Write the next part of the text on the museum's beetle exhibit, picking up from its last sentence.

READING PASSAGE
------------------------------------------------------------
Of What Is God Inordinately Fond?
We added a new small exhibit to the Biblical Museum of Natural History. The four inhabitants are called George, Paul, John, and Ringo. They are the beetles.
These are sun beetles - richly colored in burgundy and yellow, with wing-cases that have the consistency of velvet. I am enormously fond of them, and much to my delight, they have started breeding.
At the moment, I am intensively planning the new museum building, into which we will be moving in a few months. This involves some reorganization of exhibits, as well as adding many new exhibits. Currently, all our insects and invertebrates, dead and alive, are housed in the Insect section of the Kashrut Exhibit. But in the new building, it will be different. The Hall of Kashrut will only feature kosher insects - i.e. our locust colony - while the Hall of Small Animals will include an Insect Zoo, featuring the insects of the Torah (which will be a combination of live exhibits plus super-size models).
Now, the insects mentioned in the Torah include ants, bees, hornets, fleas, scorpions, lice, spiders (debatably), silkworms (indirectly), millipedes, Kermes echinatus (the tolaat shani), and worms. But no beetles!
------------------------------------------------------------
(Image-grounded pointing data)
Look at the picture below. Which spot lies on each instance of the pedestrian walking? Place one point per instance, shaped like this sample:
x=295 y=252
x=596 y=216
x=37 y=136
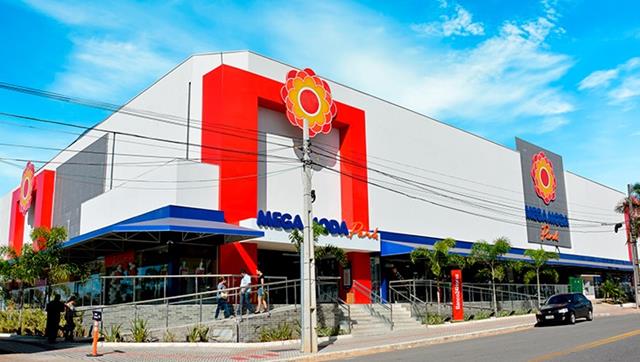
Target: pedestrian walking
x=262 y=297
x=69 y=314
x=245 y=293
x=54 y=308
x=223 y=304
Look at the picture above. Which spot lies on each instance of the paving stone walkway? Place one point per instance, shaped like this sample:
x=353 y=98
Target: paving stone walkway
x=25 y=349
------------------------------------------------------------
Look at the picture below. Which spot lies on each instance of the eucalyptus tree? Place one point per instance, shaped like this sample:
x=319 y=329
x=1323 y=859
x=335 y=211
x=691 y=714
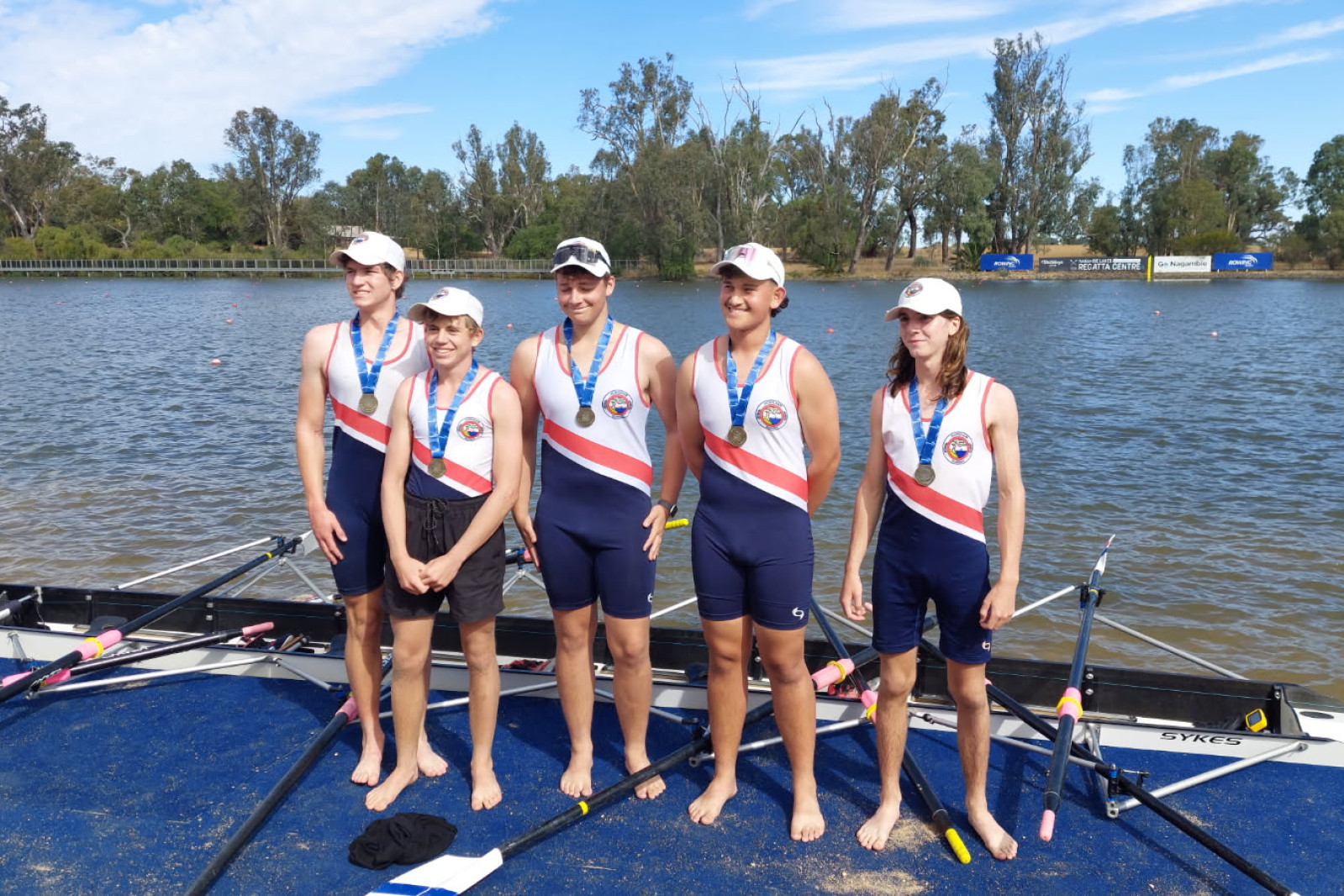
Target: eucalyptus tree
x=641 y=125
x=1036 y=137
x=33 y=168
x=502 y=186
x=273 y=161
------------------------------------------------------------
SOLVED EXERCISE
But the beetles are too special not to exhibit. And so I was trying to think of a way that it makes sense to display them. Then I remembered something!
There is a famous story, possibly apocryphal, about the distinguished British biologist J.B. Haldane. Once, he found himself in the company of a group of theologians, and they asked him what one could conclude as to the nature of the Creator from a study of His creations. Haldane is said to have answered that the Creator apparently has “an inordinate fondness for beetles.”
There's only about four thousand species of mammals, and 9000 birds. There's about 300,000 species of plants. But there are over 350,000 species of beetles that have already been identified - and it is estimated that the total number of beetle species may be one and a half million.
Whether one believes that God created every species separately, or employed creative wisdom to enable them to evolve from a common ancestor, the end result is that He seems to have delighted in there being a very, very lot of different types of beetles.
Thus, the perfect place in the museum to exhibit beetles is in the Hall of Wonders. That hall will exhibit awesome species such as the elephant, and extraordinary creatures such as the duck-billed platypus, but it will also include an exhibit on the sheer richness of the natural world. There is Mah gadlu maasecha Hashem, "How great are Your works," and there is Mah rabu maasecha Hashem - "How manifold are Your works." The wonder of God's universe is not just in its extraordinary creatures, but also in the sheer rich diversity of them.
And what better creatures to illustrate that richness than beetles?